→ Goal of the exercise: Copy out the entries that follow. Leave none out.

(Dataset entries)
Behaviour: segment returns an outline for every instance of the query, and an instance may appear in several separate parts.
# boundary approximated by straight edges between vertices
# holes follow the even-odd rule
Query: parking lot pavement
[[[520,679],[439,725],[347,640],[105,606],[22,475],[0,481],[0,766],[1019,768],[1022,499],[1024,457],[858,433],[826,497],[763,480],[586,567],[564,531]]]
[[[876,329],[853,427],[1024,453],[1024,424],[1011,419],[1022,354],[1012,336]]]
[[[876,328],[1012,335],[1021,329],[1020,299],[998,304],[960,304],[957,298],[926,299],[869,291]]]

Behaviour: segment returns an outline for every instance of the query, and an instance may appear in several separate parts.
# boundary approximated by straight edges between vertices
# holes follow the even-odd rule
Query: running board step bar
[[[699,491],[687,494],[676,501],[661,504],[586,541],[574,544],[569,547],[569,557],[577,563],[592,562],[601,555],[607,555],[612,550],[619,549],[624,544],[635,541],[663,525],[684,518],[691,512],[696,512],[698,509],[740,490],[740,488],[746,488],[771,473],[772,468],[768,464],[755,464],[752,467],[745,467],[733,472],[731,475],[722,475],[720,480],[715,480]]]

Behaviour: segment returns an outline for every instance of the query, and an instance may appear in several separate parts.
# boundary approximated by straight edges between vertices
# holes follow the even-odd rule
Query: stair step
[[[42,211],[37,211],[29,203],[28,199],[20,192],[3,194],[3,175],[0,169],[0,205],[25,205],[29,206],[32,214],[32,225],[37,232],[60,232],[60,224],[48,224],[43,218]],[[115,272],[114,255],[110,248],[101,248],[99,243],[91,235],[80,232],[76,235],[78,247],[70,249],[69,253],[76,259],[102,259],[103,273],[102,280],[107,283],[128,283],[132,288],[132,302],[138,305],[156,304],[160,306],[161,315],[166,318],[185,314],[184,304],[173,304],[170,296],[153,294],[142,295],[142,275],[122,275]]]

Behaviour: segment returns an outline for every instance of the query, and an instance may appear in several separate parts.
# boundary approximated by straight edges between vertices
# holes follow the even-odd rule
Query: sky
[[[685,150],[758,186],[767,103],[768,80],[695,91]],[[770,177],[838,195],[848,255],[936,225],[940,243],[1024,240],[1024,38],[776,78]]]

→ Written solution:
Behaviour: segment returns an outline for every instance of the query, and an instance may appear in several separate parts.
# boundary approximated by straight edges between vertices
# holes follow the even-odd rule
Query: parking lot pavement
[[[520,679],[439,725],[347,640],[105,606],[22,475],[0,481],[0,766],[1019,768],[1022,499],[1024,457],[858,433],[826,497],[763,480],[586,567],[564,531]]]
[[[876,329],[853,427],[1024,453],[1024,424],[1011,419],[1022,354],[1012,336]]]
[[[876,328],[1012,335],[1021,329],[1020,299],[998,304],[960,304],[957,298],[926,299],[869,291]]]

Behaviour: segment returns an outline for every instance of the query, and an instance may appear in several separate parts.
# boundary approximated by straight edges between vertices
# holes follow the even-odd rule
Query: running board step bar
[[[699,491],[687,494],[676,501],[661,504],[586,541],[574,544],[569,547],[569,557],[577,563],[592,562],[601,555],[607,555],[612,550],[619,549],[624,544],[635,541],[663,525],[684,518],[691,512],[696,512],[698,509],[740,490],[740,488],[746,488],[771,473],[772,468],[768,464],[755,464],[752,467],[745,467],[733,472],[731,475],[722,475],[720,480],[715,480]]]

Behaviour: segment returns an outline for every instance of the query, and an instance may appear in several separate parts.
# boundary approximated by straight edges between vertices
# holes follow the even-odd rule
Query: stair step
[[[42,211],[37,211],[29,203],[28,199],[20,192],[3,194],[3,175],[0,169],[0,205],[25,205],[29,206],[32,214],[32,225],[37,232],[60,232],[60,224],[48,224],[43,218]],[[115,272],[114,255],[110,248],[101,248],[99,243],[91,235],[80,232],[76,235],[78,247],[70,249],[69,253],[76,259],[102,259],[103,273],[102,280],[107,283],[128,283],[132,288],[132,302],[138,305],[156,304],[160,306],[161,315],[166,318],[185,314],[184,304],[173,304],[170,296],[153,294],[142,295],[142,275],[122,275]]]

Behaviour: segment returns an outline for every instance of the query, and an instance may appear in several separate parts.
# boundary approximated by straight edges between vertices
# holes follow the even-odd rule
Query: sky
[[[685,150],[758,186],[767,103],[768,80],[695,91]],[[770,177],[838,195],[848,255],[936,225],[940,243],[1024,240],[1024,38],[776,78]]]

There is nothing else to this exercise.